• Point annotation dataset rows

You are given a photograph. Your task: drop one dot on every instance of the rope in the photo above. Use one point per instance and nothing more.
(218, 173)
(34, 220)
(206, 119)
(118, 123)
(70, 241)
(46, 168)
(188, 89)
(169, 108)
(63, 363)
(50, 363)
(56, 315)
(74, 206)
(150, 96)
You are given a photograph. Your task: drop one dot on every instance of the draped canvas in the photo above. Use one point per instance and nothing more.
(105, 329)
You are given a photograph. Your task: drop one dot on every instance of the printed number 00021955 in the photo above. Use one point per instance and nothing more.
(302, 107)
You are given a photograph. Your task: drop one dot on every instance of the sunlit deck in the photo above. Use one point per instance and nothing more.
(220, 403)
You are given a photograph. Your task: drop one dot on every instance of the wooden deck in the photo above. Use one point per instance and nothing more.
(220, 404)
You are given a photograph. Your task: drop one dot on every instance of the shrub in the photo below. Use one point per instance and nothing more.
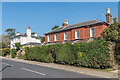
(13, 53)
(38, 54)
(66, 54)
(93, 54)
(5, 51)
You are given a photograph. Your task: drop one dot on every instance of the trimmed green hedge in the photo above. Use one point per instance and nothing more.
(38, 54)
(5, 51)
(94, 54)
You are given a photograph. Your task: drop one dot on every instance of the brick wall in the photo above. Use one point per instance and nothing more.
(84, 33)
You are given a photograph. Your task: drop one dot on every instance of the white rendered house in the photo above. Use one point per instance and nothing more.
(25, 39)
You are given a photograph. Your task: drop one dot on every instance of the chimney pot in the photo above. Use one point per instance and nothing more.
(65, 23)
(108, 17)
(108, 10)
(28, 27)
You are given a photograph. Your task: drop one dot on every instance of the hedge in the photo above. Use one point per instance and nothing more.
(13, 52)
(5, 51)
(94, 54)
(38, 53)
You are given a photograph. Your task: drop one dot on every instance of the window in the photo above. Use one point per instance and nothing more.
(65, 36)
(92, 32)
(48, 38)
(56, 37)
(77, 32)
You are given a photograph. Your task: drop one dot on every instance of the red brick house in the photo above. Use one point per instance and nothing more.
(79, 32)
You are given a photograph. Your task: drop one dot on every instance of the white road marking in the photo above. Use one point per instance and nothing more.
(33, 71)
(7, 64)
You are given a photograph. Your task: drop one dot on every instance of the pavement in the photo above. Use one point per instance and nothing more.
(19, 68)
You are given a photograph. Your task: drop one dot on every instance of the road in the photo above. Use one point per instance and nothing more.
(15, 69)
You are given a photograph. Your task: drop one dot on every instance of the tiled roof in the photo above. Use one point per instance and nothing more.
(77, 25)
(25, 35)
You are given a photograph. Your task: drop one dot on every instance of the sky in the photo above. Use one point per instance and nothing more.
(42, 16)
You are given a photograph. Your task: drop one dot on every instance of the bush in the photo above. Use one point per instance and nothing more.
(13, 53)
(5, 51)
(93, 54)
(66, 54)
(38, 54)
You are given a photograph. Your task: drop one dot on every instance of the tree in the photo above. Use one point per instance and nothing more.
(112, 33)
(42, 39)
(5, 41)
(11, 32)
(56, 26)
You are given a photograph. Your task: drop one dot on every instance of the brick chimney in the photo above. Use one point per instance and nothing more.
(35, 34)
(28, 32)
(17, 33)
(65, 23)
(108, 17)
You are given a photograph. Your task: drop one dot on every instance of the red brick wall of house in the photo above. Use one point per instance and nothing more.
(84, 33)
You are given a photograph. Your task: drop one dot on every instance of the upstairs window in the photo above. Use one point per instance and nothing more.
(65, 36)
(56, 37)
(48, 38)
(77, 33)
(92, 32)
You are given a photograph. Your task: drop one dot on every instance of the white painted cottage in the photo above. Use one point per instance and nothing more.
(26, 39)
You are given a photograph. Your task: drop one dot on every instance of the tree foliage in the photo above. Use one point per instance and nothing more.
(5, 42)
(112, 33)
(42, 39)
(56, 26)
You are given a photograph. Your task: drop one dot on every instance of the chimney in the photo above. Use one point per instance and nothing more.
(65, 23)
(28, 32)
(108, 17)
(17, 33)
(35, 34)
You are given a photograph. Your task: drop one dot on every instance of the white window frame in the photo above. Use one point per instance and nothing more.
(56, 37)
(65, 36)
(76, 34)
(91, 33)
(48, 38)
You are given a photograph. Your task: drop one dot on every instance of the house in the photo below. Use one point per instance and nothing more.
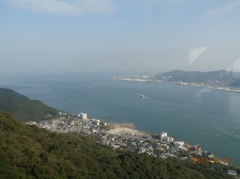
(232, 172)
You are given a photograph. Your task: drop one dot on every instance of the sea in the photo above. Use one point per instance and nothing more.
(194, 115)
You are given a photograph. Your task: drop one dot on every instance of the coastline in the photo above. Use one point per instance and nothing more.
(125, 136)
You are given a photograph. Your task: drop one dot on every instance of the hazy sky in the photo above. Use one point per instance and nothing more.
(45, 36)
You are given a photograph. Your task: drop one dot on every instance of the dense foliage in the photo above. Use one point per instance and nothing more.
(28, 151)
(23, 108)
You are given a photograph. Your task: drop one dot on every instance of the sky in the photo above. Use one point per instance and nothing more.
(138, 36)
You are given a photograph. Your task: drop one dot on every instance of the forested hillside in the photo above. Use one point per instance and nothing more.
(28, 151)
(23, 108)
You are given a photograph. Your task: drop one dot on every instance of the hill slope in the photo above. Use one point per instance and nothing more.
(23, 108)
(30, 152)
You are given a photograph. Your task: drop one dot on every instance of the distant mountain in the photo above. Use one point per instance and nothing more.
(23, 108)
(30, 152)
(195, 76)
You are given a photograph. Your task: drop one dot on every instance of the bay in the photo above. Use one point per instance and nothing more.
(202, 116)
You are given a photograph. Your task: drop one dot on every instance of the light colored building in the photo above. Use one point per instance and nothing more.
(163, 135)
(232, 172)
(82, 115)
(169, 139)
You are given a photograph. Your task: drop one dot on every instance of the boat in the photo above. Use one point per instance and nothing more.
(141, 96)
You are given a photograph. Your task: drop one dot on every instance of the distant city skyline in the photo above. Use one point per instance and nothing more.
(52, 36)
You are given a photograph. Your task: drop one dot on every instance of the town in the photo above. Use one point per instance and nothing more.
(126, 137)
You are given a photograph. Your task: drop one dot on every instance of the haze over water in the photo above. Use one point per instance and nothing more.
(207, 117)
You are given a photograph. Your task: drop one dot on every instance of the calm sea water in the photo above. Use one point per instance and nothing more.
(202, 116)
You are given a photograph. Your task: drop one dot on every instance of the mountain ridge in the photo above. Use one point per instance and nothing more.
(23, 108)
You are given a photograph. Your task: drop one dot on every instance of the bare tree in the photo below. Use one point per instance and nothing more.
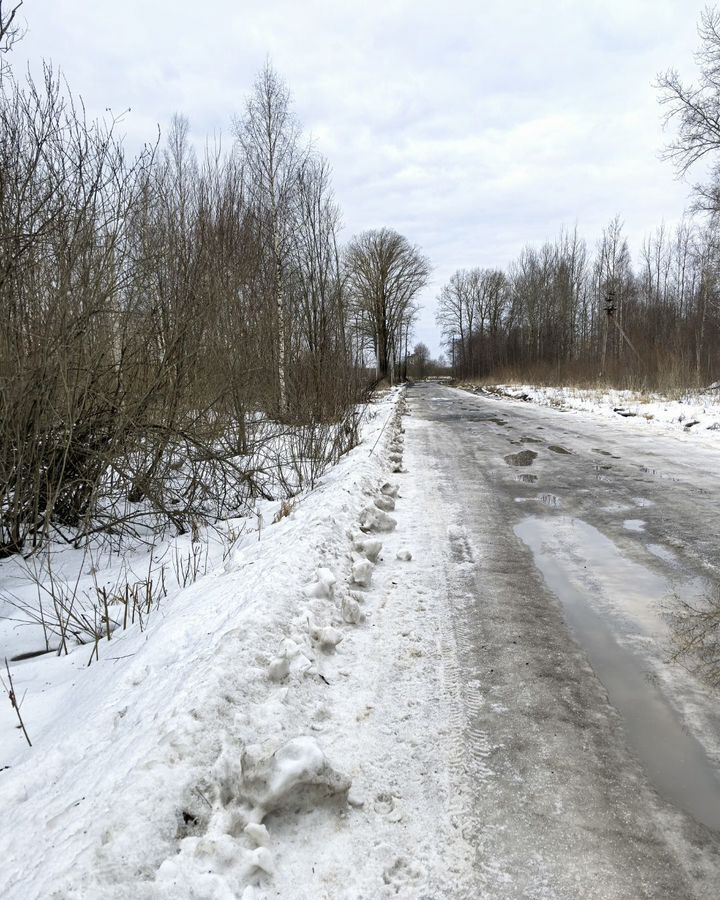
(695, 111)
(385, 274)
(270, 140)
(10, 31)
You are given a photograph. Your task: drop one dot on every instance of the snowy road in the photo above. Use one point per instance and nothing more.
(587, 765)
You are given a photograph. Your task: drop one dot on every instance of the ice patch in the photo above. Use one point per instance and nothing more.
(634, 525)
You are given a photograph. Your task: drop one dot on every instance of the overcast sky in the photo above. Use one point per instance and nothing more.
(471, 126)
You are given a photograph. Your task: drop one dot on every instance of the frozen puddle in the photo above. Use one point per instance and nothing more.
(606, 597)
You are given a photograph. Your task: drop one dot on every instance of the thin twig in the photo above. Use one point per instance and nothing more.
(10, 689)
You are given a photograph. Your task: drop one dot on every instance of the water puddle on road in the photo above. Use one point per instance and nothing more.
(605, 597)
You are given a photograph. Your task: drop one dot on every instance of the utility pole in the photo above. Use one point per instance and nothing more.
(610, 309)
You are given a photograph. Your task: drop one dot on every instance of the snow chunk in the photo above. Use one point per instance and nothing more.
(386, 504)
(362, 572)
(369, 547)
(351, 610)
(326, 636)
(323, 587)
(258, 833)
(298, 764)
(390, 489)
(374, 519)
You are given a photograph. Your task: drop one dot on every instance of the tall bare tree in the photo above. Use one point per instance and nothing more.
(694, 110)
(385, 274)
(270, 140)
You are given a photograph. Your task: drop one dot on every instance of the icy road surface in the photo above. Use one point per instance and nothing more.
(590, 764)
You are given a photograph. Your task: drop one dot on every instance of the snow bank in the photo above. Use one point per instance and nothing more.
(171, 765)
(696, 413)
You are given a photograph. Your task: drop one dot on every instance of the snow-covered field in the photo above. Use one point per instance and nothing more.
(694, 413)
(250, 738)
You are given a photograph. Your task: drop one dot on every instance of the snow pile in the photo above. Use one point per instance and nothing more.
(696, 413)
(200, 754)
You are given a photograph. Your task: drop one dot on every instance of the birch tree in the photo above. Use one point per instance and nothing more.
(270, 140)
(385, 273)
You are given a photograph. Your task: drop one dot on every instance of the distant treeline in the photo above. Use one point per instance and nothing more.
(561, 311)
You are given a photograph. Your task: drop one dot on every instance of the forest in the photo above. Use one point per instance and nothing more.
(181, 330)
(647, 317)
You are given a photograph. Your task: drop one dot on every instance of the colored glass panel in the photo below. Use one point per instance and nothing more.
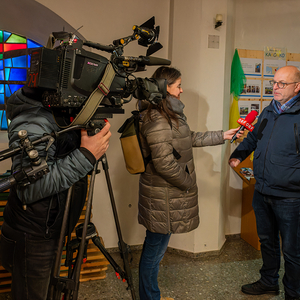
(12, 70)
(10, 47)
(4, 121)
(18, 74)
(15, 87)
(7, 72)
(7, 91)
(6, 35)
(8, 63)
(32, 44)
(16, 39)
(19, 62)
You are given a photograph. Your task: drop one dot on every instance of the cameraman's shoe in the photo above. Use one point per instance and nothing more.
(258, 288)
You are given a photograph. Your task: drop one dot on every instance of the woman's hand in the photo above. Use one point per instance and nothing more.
(98, 143)
(234, 162)
(228, 135)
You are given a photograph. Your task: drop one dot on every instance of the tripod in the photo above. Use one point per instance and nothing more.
(69, 286)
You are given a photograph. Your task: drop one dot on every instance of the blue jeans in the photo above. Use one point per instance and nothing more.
(276, 215)
(154, 249)
(29, 259)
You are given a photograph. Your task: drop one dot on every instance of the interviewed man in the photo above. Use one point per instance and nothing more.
(275, 141)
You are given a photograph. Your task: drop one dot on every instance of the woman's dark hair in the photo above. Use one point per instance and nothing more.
(164, 107)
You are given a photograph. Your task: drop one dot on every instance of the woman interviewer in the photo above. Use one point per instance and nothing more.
(168, 193)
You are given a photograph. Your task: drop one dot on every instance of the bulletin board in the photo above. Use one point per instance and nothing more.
(259, 70)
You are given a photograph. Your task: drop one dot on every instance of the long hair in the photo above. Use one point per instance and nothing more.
(164, 107)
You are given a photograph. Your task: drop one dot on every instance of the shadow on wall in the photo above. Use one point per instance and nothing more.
(31, 19)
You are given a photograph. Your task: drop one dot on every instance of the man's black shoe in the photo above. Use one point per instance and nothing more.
(258, 288)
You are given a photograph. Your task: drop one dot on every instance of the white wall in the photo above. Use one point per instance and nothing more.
(261, 23)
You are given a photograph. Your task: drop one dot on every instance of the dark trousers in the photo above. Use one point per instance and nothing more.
(29, 259)
(276, 215)
(154, 249)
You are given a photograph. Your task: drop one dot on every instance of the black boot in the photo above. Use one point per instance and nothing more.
(258, 288)
(287, 297)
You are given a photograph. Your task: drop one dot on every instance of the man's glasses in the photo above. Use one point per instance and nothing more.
(280, 84)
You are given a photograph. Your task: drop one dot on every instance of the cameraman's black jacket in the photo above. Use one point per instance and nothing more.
(45, 199)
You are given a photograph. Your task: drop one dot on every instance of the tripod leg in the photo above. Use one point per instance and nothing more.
(77, 267)
(54, 286)
(122, 245)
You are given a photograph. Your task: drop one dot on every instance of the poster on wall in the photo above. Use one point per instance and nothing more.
(267, 89)
(252, 89)
(271, 66)
(246, 106)
(252, 66)
(294, 63)
(275, 53)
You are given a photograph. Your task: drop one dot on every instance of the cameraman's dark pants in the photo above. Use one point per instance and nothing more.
(29, 259)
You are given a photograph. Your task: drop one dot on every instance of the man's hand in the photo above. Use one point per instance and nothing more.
(98, 143)
(228, 135)
(234, 162)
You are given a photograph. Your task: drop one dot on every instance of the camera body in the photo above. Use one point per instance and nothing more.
(69, 74)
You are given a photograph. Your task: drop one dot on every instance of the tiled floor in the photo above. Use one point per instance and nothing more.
(182, 278)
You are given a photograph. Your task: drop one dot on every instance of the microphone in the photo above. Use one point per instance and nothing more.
(261, 127)
(246, 123)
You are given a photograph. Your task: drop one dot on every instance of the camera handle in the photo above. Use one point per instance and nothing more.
(69, 286)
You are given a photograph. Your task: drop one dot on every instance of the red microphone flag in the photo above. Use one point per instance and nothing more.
(247, 122)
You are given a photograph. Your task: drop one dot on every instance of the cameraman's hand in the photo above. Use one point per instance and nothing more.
(98, 143)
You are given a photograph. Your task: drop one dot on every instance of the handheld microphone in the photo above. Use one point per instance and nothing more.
(246, 123)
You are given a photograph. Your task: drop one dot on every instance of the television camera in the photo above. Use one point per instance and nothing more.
(71, 76)
(82, 89)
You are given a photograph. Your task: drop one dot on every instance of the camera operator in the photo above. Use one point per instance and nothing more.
(34, 213)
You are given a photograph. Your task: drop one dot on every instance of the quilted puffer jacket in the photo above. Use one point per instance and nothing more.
(168, 193)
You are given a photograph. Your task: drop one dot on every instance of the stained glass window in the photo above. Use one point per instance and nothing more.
(14, 63)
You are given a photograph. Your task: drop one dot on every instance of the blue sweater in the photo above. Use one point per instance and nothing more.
(275, 141)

• Problem
Reproduce the rows above verbatim, starting with the line containing "the cameraman's hand" and continuing through the end of the rows, with both ends included.

• Answer for this exercise
You are given a photograph. Your task: drop one dot on every instance of the cameraman's hand in the photo above. Use one point per instance and nothing more.
(98, 143)
You are given a photograph. Your task: drop one dot on every instance of the handheld microphone in the photo above. Use one point per instance and nothing more.
(246, 123)
You are given a photograph. Your task: drop one dot on every instance of the television camera in the photo above. Use one point per instance and nothing more.
(71, 76)
(82, 89)
You are given a photograph. Your task: drop one dot on every instance of the camera operator in the photo above. Use one point per instance and nothing more.
(34, 213)
You are given a photograph. Your task: drop one dot on every instance of the quilted puffer jacket in the photo above. Use one point per instance and nothing more.
(168, 193)
You are given a photograph. Your task: drop one dot on every instance of the stained glass window in the photo above. Use one point per instance and nothing more.
(14, 63)
You are given a photograph. Your task: drop one dot on every instance of the blue sweater in the photo above. Use one point per instance and nothing more.
(275, 141)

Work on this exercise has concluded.